● **What the exercise asks**: Starting from the line that contains "Where can the stone arch", output every remaining line of the records below exactly as it appears, that line and the last one included.

Saved entries
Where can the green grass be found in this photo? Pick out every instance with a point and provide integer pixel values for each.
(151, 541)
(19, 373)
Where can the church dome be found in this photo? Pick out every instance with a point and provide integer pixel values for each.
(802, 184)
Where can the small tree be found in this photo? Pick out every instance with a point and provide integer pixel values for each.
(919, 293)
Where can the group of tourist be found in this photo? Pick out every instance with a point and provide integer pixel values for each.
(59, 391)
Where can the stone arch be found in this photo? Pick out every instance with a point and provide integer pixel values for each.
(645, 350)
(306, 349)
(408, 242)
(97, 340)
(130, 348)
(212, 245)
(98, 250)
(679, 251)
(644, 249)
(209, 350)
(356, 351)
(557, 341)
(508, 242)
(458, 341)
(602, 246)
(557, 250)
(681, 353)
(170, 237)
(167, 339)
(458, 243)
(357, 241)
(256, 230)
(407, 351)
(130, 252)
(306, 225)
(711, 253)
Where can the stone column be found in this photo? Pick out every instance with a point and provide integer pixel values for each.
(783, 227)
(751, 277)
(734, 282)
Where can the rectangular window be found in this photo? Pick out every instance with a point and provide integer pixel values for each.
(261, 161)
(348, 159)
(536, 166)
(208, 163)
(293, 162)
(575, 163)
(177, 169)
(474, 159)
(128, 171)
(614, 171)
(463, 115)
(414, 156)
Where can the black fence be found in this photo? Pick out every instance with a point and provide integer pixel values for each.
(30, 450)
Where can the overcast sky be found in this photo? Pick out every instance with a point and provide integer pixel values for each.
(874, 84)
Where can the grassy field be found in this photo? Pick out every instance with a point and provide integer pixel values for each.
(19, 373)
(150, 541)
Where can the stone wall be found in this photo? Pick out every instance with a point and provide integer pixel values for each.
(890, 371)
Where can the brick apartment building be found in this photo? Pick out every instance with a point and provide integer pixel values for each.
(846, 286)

● **Solution for this task**:
Where can the stone arch be found in this photo? Pick out every instance with a point and provide integer pixel values for each.
(645, 350)
(306, 349)
(408, 242)
(97, 340)
(130, 348)
(212, 245)
(98, 250)
(679, 251)
(644, 249)
(209, 350)
(356, 351)
(557, 341)
(508, 242)
(458, 341)
(602, 246)
(557, 250)
(681, 353)
(170, 237)
(167, 339)
(458, 243)
(357, 241)
(256, 230)
(407, 351)
(130, 252)
(306, 225)
(711, 253)
Where can the stone column be found in this photo? Pick out every instance with a point and provide integer pixel values for each.
(783, 227)
(751, 277)
(734, 282)
Where can the rectangular window be found in this photo? Pick out every instance with a point and provide integer pixel values for each.
(261, 161)
(348, 159)
(536, 166)
(208, 163)
(293, 162)
(575, 163)
(177, 169)
(474, 159)
(128, 171)
(614, 171)
(463, 115)
(414, 156)
Where can the black fence be found in this photo? Pick out every instance with a point and provide integer pixel values for each.
(30, 450)
Where can the overcast sky be found in this photo? Pick out every instance with a point and provide integer pixel values for each.
(874, 84)
Where can the grassy field be found in this photo? Pick out every instance with a point and provide integer pixel values for each.
(19, 373)
(150, 541)
Where can the stone wall be found in this photo? Pick out every instance with a point and provide integer pixel values for each.
(890, 371)
Where can the brick apartment building be found in this photo? Pick out every instance with a point and provide integer pixel values for each.
(846, 286)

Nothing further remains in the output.